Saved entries
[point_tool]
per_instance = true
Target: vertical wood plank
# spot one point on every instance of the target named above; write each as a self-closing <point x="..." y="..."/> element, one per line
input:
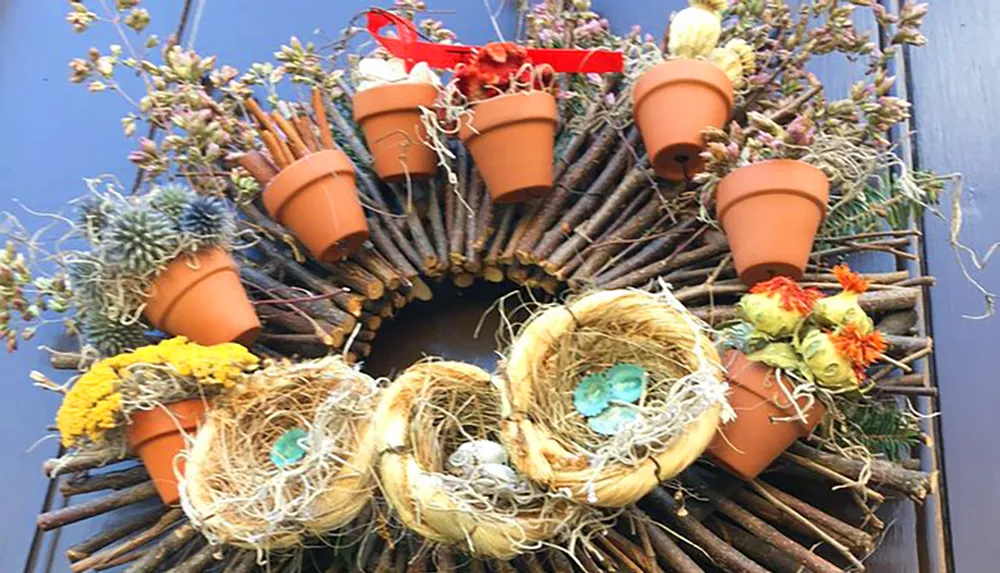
<point x="952" y="85"/>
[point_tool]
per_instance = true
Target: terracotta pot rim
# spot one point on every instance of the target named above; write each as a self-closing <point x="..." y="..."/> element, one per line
<point x="407" y="96"/>
<point x="154" y="423"/>
<point x="214" y="265"/>
<point x="684" y="70"/>
<point x="729" y="192"/>
<point x="498" y="111"/>
<point x="322" y="163"/>
<point x="731" y="357"/>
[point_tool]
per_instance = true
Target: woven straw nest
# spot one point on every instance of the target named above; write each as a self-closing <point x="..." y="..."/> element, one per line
<point x="423" y="418"/>
<point x="237" y="491"/>
<point x="550" y="442"/>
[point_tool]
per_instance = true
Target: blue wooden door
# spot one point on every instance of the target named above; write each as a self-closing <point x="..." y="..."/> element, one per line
<point x="52" y="134"/>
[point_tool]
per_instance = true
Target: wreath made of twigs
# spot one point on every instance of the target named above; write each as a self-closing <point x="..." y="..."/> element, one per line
<point x="424" y="418"/>
<point x="674" y="420"/>
<point x="287" y="455"/>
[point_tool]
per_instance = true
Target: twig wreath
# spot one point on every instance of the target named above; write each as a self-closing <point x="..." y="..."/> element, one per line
<point x="694" y="198"/>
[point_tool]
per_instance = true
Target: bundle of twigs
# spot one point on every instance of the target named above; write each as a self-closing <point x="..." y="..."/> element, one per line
<point x="678" y="413"/>
<point x="607" y="225"/>
<point x="425" y="417"/>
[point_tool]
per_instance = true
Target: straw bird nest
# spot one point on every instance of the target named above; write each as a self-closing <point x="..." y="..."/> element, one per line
<point x="443" y="470"/>
<point x="677" y="395"/>
<point x="284" y="456"/>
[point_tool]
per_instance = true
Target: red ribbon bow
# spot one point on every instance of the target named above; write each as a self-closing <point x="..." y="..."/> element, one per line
<point x="444" y="56"/>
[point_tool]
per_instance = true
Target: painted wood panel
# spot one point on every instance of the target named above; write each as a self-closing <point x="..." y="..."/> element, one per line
<point x="953" y="87"/>
<point x="55" y="133"/>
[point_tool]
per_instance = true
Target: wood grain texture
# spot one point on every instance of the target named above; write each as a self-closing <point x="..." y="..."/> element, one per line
<point x="953" y="88"/>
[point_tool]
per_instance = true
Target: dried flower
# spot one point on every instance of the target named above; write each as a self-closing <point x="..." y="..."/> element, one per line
<point x="94" y="403"/>
<point x="777" y="307"/>
<point x="843" y="308"/>
<point x="694" y="31"/>
<point x="498" y="68"/>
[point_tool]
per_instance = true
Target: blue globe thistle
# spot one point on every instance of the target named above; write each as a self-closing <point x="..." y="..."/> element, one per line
<point x="207" y="220"/>
<point x="111" y="337"/>
<point x="140" y="240"/>
<point x="171" y="199"/>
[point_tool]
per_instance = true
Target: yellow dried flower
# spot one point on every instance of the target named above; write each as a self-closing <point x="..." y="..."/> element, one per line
<point x="843" y="309"/>
<point x="93" y="404"/>
<point x="729" y="62"/>
<point x="694" y="32"/>
<point x="828" y="366"/>
<point x="716" y="6"/>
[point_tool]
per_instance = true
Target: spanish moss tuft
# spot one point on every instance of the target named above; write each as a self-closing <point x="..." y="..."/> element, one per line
<point x="93" y="213"/>
<point x="111" y="337"/>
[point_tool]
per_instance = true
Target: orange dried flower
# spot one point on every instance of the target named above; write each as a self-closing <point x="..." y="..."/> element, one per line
<point x="494" y="67"/>
<point x="794" y="298"/>
<point x="861" y="349"/>
<point x="849" y="280"/>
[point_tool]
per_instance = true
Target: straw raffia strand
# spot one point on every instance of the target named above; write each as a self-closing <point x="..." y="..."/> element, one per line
<point x="549" y="441"/>
<point x="235" y="494"/>
<point x="422" y="418"/>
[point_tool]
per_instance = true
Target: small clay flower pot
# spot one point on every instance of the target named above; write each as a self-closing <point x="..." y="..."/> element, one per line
<point x="512" y="139"/>
<point x="200" y="296"/>
<point x="316" y="199"/>
<point x="158" y="435"/>
<point x="763" y="428"/>
<point x="390" y="117"/>
<point x="672" y="104"/>
<point x="770" y="212"/>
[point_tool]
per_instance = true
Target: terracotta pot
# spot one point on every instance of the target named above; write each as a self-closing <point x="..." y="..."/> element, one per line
<point x="316" y="199"/>
<point x="770" y="212"/>
<point x="158" y="435"/>
<point x="512" y="140"/>
<point x="200" y="296"/>
<point x="749" y="444"/>
<point x="672" y="104"/>
<point x="390" y="117"/>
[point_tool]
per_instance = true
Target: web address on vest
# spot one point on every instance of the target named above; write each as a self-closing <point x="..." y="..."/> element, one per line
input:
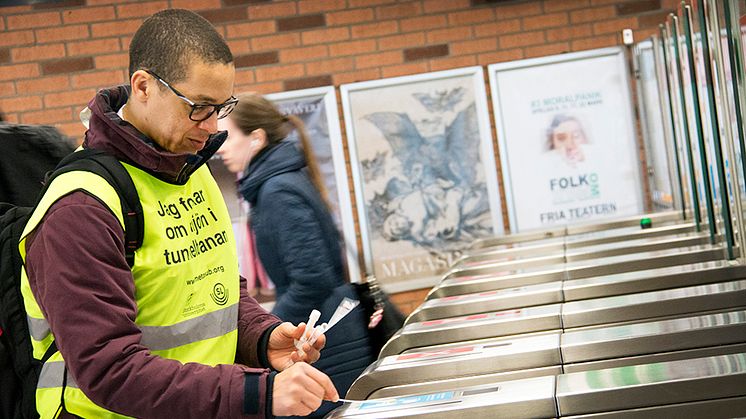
<point x="196" y="248"/>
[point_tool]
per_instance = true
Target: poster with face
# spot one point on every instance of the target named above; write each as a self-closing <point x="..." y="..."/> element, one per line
<point x="424" y="172"/>
<point x="567" y="140"/>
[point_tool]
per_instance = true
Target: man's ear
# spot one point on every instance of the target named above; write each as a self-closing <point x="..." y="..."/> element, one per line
<point x="140" y="84"/>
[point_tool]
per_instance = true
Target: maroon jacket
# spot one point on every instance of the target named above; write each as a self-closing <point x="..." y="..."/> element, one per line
<point x="81" y="280"/>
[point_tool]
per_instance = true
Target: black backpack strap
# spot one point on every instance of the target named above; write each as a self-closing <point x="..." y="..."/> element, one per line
<point x="111" y="169"/>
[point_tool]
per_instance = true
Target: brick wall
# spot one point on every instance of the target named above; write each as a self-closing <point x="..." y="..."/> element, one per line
<point x="54" y="56"/>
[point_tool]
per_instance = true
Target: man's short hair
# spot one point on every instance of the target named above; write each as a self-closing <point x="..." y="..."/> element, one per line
<point x="169" y="40"/>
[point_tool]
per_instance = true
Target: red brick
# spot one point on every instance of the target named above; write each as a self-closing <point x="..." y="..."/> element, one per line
<point x="405" y="69"/>
<point x="7" y="89"/>
<point x="447" y="63"/>
<point x="613" y="26"/>
<point x="19" y="71"/>
<point x="473" y="46"/>
<point x="195" y="4"/>
<point x="346" y="17"/>
<point x="282" y="72"/>
<point x="356" y="76"/>
<point x="569" y="32"/>
<point x="374" y="29"/>
<point x="595" y="14"/>
<point x="500" y="56"/>
<point x="302" y="54"/>
<point x="521" y="40"/>
<point x="449" y="35"/>
<point x="112" y="61"/>
<point x="33" y="20"/>
<point x="244" y="76"/>
<point x="279" y="41"/>
<point x="639" y="6"/>
<point x="422" y="23"/>
<point x="325" y="66"/>
<point x="352" y="47"/>
<point x="67" y="65"/>
<point x="239" y="46"/>
<point x="243" y="30"/>
<point x="367" y="3"/>
<point x="414" y="39"/>
<point x="120" y="27"/>
<point x="63" y="33"/>
<point x="321" y="36"/>
<point x="399" y="10"/>
<point x="378" y="59"/>
<point x="74" y="130"/>
<point x="262" y="88"/>
<point x="469" y="17"/>
<point x="47" y="116"/>
<point x="88" y="14"/>
<point x="545" y="21"/>
<point x="510" y="11"/>
<point x="594" y="42"/>
<point x="302" y="22"/>
<point x="547" y="49"/>
<point x="315" y="6"/>
<point x="257" y="59"/>
<point x="43" y="85"/>
<point x="98" y="79"/>
<point x="437" y="6"/>
<point x="20" y="104"/>
<point x="308" y="82"/>
<point x="272" y="10"/>
<point x="140" y="9"/>
<point x="37" y="53"/>
<point x="558" y="5"/>
<point x="77" y="98"/>
<point x="16" y="38"/>
<point x="96" y="46"/>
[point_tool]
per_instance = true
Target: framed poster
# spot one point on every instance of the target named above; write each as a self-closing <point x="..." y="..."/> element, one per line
<point x="318" y="110"/>
<point x="567" y="139"/>
<point x="424" y="172"/>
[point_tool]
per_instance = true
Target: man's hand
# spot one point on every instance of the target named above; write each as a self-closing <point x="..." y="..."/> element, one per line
<point x="282" y="352"/>
<point x="300" y="389"/>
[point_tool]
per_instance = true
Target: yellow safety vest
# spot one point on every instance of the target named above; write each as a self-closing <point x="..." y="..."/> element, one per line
<point x="186" y="279"/>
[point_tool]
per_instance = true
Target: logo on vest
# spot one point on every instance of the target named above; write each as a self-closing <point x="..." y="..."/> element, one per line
<point x="219" y="294"/>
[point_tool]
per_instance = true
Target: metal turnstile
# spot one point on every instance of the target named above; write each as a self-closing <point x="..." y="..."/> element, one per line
<point x="476" y="362"/>
<point x="715" y="386"/>
<point x="678" y="301"/>
<point x="578" y="289"/>
<point x="564" y="244"/>
<point x="577" y="229"/>
<point x="492" y="279"/>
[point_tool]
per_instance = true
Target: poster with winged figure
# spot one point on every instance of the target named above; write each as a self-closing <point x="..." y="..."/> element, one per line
<point x="424" y="172"/>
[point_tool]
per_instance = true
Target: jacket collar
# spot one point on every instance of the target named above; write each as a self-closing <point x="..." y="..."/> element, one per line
<point x="108" y="132"/>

=== BRIEF ===
Extract every line containing the string "flower" from the data above.

=== SOLVED EXERCISE ===
Target: dried flower
Target: yellow dried flower
Target: orange dried flower
Target: small clay flower pot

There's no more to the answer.